- **Instructions to follow**: The reply must consist of one number: how many lines of the data include the word "vacuum".

- **Data for this task**:
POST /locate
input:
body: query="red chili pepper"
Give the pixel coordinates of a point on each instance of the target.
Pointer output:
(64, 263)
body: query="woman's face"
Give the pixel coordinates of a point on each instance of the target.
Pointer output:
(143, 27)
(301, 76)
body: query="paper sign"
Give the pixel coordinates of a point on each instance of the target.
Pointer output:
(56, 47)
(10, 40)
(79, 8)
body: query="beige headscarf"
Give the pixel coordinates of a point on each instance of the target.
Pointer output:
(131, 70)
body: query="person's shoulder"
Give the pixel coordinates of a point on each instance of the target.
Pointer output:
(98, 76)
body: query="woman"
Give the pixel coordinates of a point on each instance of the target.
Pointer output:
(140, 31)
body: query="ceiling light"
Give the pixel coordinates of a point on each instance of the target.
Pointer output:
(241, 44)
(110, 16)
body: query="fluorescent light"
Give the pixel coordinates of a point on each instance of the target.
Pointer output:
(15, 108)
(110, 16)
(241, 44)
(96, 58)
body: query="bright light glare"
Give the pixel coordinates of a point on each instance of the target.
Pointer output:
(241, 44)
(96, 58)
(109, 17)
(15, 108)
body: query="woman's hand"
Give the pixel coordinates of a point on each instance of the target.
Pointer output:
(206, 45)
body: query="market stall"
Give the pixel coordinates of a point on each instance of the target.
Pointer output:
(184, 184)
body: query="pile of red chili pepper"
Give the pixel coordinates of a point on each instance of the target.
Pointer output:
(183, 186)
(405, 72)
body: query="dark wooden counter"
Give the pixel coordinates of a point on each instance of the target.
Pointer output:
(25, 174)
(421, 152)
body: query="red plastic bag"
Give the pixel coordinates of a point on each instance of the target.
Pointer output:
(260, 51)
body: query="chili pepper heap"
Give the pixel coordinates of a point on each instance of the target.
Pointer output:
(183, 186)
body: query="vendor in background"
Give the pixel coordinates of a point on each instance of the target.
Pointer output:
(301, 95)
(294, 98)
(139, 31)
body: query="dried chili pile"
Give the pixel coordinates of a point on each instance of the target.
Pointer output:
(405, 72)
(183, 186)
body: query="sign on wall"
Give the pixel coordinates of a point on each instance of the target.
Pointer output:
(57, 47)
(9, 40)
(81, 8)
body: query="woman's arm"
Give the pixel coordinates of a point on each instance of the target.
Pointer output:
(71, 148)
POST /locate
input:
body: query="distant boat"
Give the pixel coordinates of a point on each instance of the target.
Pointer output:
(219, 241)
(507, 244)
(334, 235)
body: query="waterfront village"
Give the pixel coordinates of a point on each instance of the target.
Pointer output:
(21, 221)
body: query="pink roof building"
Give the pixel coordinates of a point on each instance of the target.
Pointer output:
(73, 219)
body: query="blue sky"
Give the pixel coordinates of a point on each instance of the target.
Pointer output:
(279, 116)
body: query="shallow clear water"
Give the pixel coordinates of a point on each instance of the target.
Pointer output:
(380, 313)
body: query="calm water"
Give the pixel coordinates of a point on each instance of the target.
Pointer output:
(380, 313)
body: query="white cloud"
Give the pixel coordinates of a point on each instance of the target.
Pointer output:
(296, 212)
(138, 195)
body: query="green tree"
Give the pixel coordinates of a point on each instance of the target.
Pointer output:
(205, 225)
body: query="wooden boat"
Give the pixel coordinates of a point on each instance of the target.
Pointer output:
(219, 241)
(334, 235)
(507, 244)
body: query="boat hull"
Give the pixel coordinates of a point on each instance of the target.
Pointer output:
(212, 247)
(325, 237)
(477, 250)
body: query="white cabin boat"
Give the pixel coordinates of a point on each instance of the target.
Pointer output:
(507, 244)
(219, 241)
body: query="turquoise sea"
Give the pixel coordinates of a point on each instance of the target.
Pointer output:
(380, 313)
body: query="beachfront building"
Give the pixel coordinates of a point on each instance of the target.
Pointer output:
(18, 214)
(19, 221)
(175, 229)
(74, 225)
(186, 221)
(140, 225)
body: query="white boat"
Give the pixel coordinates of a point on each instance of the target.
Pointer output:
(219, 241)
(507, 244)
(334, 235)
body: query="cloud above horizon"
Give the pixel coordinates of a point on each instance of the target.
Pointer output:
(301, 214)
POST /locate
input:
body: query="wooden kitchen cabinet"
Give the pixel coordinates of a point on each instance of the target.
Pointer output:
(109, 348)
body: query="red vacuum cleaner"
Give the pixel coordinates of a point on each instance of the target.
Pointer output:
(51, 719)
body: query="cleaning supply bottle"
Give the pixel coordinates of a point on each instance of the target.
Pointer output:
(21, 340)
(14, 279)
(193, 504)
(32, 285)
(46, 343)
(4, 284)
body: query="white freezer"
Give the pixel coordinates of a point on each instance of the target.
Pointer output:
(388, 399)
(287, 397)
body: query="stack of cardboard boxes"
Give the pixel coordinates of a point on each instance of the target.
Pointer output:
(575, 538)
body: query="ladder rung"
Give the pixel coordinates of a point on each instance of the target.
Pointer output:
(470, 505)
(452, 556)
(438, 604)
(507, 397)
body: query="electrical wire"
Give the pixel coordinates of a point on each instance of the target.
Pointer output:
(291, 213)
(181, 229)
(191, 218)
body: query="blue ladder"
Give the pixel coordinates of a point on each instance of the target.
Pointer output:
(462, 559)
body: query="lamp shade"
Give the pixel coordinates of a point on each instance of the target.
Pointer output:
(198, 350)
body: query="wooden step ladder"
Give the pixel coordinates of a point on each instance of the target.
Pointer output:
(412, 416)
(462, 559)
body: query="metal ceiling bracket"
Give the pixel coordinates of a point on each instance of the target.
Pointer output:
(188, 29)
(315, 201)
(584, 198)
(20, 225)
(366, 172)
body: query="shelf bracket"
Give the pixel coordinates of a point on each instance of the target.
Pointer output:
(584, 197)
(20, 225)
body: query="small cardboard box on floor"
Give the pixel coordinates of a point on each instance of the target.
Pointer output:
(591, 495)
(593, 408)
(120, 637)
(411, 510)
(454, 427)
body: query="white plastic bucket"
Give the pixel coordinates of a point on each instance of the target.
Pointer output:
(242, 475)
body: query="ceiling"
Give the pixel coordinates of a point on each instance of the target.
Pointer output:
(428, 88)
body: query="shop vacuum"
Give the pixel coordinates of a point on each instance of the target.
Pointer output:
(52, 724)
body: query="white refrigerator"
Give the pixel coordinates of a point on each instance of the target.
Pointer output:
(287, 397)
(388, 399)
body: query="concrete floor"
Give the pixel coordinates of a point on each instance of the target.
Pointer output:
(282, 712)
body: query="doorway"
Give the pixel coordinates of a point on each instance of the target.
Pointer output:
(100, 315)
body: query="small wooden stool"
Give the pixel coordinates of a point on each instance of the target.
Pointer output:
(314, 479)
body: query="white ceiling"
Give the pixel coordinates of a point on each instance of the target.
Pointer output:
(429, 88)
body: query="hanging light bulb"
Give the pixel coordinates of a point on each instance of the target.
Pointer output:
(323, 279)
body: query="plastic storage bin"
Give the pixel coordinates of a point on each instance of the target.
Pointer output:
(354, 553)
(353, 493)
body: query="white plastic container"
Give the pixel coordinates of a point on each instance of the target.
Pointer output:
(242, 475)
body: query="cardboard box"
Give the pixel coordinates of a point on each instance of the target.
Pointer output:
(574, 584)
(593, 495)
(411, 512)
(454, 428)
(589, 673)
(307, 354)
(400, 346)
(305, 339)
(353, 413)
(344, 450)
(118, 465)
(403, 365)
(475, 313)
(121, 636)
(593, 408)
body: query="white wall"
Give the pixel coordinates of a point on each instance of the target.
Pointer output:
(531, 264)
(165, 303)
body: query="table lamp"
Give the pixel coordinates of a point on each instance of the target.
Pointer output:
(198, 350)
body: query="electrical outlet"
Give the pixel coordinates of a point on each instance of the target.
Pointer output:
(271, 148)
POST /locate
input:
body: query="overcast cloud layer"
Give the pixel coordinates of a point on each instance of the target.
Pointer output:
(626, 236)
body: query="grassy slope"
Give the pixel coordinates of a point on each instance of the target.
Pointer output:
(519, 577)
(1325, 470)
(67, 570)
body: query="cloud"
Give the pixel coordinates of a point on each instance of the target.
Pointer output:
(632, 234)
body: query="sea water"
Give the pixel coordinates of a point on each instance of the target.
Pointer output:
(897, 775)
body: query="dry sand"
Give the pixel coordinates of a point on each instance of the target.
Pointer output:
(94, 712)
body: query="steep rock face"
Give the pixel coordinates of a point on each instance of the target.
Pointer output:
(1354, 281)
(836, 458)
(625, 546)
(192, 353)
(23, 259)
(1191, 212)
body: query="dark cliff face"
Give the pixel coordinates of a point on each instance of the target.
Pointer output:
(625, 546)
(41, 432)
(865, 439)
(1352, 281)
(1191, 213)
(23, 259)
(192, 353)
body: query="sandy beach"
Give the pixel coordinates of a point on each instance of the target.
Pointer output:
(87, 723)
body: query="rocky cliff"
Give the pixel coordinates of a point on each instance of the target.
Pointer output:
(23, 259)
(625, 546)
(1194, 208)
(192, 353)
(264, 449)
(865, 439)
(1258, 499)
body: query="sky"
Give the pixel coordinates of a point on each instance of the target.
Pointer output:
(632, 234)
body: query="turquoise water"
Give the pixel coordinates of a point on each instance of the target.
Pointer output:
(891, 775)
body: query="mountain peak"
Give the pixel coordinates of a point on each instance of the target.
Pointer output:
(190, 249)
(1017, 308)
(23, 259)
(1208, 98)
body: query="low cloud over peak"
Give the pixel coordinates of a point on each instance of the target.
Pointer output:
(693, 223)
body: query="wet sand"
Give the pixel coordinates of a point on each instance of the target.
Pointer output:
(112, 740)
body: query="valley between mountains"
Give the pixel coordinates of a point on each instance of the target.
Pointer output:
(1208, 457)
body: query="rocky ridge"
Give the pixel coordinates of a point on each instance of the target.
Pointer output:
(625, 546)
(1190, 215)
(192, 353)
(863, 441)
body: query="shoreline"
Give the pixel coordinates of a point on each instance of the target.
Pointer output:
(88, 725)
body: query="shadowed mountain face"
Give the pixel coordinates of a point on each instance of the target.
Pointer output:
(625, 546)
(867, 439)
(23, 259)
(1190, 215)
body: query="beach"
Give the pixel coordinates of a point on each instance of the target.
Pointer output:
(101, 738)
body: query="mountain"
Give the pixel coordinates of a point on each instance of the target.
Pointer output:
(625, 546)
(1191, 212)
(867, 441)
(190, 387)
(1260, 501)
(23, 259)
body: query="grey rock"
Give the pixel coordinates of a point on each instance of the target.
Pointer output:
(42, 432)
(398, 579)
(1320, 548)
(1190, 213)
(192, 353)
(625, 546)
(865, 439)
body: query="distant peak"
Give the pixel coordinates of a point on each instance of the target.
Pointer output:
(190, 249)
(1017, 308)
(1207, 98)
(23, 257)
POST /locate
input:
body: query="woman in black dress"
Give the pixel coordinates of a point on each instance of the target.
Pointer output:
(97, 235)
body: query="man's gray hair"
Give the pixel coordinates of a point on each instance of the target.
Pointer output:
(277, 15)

- **Solved problem**: 2